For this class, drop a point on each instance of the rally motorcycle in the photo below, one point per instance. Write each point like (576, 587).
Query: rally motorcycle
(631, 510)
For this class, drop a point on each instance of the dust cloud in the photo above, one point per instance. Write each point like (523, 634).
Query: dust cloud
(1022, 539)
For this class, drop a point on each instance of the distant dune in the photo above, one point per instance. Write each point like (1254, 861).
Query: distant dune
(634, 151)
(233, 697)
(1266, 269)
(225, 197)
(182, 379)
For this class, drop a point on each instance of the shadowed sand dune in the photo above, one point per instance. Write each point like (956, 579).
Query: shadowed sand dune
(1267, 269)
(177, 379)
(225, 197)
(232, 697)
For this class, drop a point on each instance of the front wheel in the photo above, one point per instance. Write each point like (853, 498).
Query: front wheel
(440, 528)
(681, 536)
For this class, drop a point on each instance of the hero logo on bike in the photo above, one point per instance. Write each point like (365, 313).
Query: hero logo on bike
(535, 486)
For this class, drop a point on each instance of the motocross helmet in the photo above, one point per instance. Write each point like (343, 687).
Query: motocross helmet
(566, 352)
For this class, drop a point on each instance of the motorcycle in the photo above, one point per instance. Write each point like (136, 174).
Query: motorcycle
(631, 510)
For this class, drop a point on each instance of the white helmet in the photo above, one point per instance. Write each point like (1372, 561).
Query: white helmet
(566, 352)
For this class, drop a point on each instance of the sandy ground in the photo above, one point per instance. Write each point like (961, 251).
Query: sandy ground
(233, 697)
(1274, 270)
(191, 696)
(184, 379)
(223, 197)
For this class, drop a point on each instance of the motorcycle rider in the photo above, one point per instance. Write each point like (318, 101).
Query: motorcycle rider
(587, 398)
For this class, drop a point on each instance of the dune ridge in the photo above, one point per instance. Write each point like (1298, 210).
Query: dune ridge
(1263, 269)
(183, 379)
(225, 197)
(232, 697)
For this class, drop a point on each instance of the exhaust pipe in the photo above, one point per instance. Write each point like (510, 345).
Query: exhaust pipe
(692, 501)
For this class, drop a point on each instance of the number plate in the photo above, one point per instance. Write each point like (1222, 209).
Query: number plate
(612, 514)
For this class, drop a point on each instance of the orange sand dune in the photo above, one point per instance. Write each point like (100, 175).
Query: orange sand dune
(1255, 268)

ASSIGNMENT = An exact copy of the lines above between the line holding "Query: rally motorcycle" and the line holding "like (318, 101).", inclusive, is the whole answer.

SOLUTION FOR THIS TASK =
Query: rally motorcycle
(631, 510)
For this class, drop a point on each instance of the dust cloud in the photo above, one point per instance. Write each point like (523, 634).
Query: dust cloud
(1022, 539)
For this class, drop a point on each instance of the distant dune in the photo above, one point per instance. Write each point like (1254, 861).
Query: distant dune
(634, 151)
(233, 697)
(1266, 269)
(225, 197)
(182, 379)
For this class, drop a point on each instance of the shadowed sand dune in the photo above, one point per instance. Write each point like (956, 579).
Query: shadowed sand dune
(1267, 269)
(177, 379)
(225, 197)
(232, 697)
For this class, drop a point on each instance of the front wheel in the photo above, one point per instance. Write each point like (853, 498).
Query: front wheel
(440, 528)
(681, 536)
For this class, drop a point on each instance of the hero logo on bike in the photo above, one point per instance. Write each point like (365, 313).
Query: hero logo on bike
(535, 486)
For this class, drop a point on each instance of the motocross helmet in the photo above, one point per instance. Write each point like (343, 687).
Query: motocross helmet
(566, 352)
For this class, drop a point on each instance of the motorcycle in the photo above, one point per instance. Write each point like (136, 174).
Query: motorcycle
(631, 510)
For this class, drop a point on each instance of the white helmet in the photo above, one point per instance. Write each point like (1372, 561).
Query: white helmet
(566, 352)
For this class, drop a point on each instance of the sandy ground in the photo above, one point per instance. Write each point like (961, 251).
Query: sandy ground
(233, 697)
(1274, 270)
(191, 696)
(184, 379)
(223, 197)
For this class, drop a point on each instance of the motorcycle rider in the photo above, one point per instance. Write each point like (318, 101).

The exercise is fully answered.